# Exercise details
Reproduce, without alteration, the passage of the biography of Nader Pourmand that lies between "Nader Pourmand is" and "Academy of Sciences.", inclusive.

= Nader Pourmand =

Professor of Biomolecular Engineering

Nader Pourmand is a Professor of Biomolecular Engineering leading the Biosensors and Bioelectrical Technology Group at the Baskin School of Engineering at the University of California Santa Cruz, Baskin School of Engineering.

He has been published in Cancer Research, PLoS ONE, ACS, and the Proceedings of the National Academy of Sciences.

Pourmand received his PhD at the Karolinska Institute, Stockholm, Sweden. While he was at Stanford, his lab developed the science underlying Ion Torrent, a benchtop next-gen sequencing system (acquired by Life Technologies, then by Thermo Fisher). He has been a cofounder of start-ups Pinpoint Science inc., BioStinger Inc. (now part of Yokogawa, Japan), MagArray Inc., and contributed to others including Nvigen, Ion Torrent, Bioprobix, and Pathogenix.

He has developed technology based on functionalized nanopipettes, which can be used to study genomics and proteomics of individual living cells at nanoscale. This nanopipette technology was described in Nature Nanotechnology as a major advance in Single cell genomics and was recognized by the NIH for the development of this technology for interrogating single living cells. This same nanopipette technology is the basis for Pinpoint Science Inc's handheld diagnostic platform for detecting microbial pathogens.

== Awards ==

- 2001: Second place prize for Technologies in the Stanford Entrepreneur's Challenge.
- 2015: NIH winner of the NIH's "Follow that Cell Challenge".
- 2017: NIH as 2017 First Prize winner of the NIH's "Follow that Cell Challenge".

# Given information
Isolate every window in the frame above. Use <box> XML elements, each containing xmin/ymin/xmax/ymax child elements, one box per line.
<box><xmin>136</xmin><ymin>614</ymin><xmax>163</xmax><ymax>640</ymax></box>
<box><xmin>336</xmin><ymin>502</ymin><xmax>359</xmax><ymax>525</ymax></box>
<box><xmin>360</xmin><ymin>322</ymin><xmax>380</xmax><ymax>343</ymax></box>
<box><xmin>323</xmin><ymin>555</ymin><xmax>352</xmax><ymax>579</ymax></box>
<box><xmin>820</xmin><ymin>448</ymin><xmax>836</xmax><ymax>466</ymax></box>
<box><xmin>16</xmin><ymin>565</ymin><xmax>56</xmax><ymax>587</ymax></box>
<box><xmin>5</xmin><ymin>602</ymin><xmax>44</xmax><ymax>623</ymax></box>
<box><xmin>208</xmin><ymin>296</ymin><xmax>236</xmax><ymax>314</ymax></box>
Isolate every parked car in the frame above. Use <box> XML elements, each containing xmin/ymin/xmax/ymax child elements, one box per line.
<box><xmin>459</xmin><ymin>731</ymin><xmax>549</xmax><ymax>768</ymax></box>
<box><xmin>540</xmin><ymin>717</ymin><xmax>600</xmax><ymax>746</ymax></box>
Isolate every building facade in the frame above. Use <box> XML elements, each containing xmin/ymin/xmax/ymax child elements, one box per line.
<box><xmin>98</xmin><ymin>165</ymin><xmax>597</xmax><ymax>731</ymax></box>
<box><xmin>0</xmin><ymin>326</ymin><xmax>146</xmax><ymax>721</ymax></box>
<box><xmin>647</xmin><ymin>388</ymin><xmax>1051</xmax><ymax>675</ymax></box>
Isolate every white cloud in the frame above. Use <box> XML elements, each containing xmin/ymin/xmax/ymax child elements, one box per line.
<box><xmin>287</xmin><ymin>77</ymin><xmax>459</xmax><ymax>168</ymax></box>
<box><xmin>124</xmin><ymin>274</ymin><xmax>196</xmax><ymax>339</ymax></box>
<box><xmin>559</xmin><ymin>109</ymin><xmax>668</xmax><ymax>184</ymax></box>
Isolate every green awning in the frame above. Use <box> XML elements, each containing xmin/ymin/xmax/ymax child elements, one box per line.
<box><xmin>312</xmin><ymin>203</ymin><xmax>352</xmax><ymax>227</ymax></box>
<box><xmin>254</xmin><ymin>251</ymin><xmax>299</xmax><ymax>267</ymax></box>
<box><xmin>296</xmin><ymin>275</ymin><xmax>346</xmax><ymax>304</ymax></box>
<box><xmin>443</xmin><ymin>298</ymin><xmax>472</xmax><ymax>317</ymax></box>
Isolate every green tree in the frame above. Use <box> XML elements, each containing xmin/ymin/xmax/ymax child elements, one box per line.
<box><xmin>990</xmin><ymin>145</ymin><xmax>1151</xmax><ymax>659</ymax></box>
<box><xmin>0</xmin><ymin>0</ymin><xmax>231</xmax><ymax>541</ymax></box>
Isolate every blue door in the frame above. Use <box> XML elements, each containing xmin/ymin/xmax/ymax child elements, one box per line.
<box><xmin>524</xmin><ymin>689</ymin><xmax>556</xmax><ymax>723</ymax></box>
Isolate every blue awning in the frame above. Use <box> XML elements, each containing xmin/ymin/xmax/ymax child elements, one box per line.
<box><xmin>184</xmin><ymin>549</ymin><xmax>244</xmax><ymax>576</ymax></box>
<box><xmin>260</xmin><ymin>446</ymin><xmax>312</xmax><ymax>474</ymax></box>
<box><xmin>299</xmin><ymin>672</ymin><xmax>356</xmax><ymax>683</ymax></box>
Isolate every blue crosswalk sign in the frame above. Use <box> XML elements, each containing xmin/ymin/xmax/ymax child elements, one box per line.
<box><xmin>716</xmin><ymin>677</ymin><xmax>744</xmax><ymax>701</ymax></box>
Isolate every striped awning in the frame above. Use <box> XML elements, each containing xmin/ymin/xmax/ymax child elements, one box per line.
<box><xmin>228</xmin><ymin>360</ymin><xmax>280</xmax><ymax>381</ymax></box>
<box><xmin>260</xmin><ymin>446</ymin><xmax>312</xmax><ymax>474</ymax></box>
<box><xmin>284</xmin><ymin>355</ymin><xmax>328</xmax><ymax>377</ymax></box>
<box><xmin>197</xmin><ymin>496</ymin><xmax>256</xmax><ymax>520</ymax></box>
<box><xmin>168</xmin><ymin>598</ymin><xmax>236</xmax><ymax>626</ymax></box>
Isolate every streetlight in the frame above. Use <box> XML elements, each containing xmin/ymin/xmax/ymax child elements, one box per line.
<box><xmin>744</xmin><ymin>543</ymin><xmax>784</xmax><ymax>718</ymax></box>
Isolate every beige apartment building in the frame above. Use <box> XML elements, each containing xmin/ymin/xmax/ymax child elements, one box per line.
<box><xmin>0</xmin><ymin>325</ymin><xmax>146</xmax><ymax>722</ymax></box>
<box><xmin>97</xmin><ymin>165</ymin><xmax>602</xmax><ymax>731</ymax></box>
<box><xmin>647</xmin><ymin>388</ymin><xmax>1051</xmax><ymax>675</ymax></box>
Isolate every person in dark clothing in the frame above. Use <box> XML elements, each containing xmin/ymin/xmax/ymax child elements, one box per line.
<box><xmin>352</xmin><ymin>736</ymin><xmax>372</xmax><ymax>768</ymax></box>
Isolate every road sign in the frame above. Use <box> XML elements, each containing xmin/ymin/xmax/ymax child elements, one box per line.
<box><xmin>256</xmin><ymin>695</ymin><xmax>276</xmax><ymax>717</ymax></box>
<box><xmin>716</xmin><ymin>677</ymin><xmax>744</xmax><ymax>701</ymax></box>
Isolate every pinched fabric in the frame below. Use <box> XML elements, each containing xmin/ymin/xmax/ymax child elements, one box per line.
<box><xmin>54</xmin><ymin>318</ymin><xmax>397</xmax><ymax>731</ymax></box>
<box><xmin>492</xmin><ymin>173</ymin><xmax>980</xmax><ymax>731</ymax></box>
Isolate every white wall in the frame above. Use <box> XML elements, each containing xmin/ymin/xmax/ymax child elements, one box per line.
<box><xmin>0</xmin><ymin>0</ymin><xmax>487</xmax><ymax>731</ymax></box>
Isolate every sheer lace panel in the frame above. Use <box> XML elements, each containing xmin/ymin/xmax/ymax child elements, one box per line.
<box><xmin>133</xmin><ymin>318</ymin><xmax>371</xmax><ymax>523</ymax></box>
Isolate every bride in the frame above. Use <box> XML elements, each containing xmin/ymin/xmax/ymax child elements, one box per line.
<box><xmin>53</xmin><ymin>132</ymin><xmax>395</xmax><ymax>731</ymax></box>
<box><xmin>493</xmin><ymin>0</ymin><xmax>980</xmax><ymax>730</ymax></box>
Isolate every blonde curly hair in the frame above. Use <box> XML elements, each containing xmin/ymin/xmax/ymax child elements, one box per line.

# Final answer
Nader Pourmand is a Professor of Biomolecular Engineering leading the Biosensors and Bioelectrical Technology Group at the Baskin School of Engineering at the University of California Santa Cruz, Baskin School of Engineering.

He has been published in Cancer Research, PLoS ONE, ACS, and the Proceedings of the National Academy of Sciences.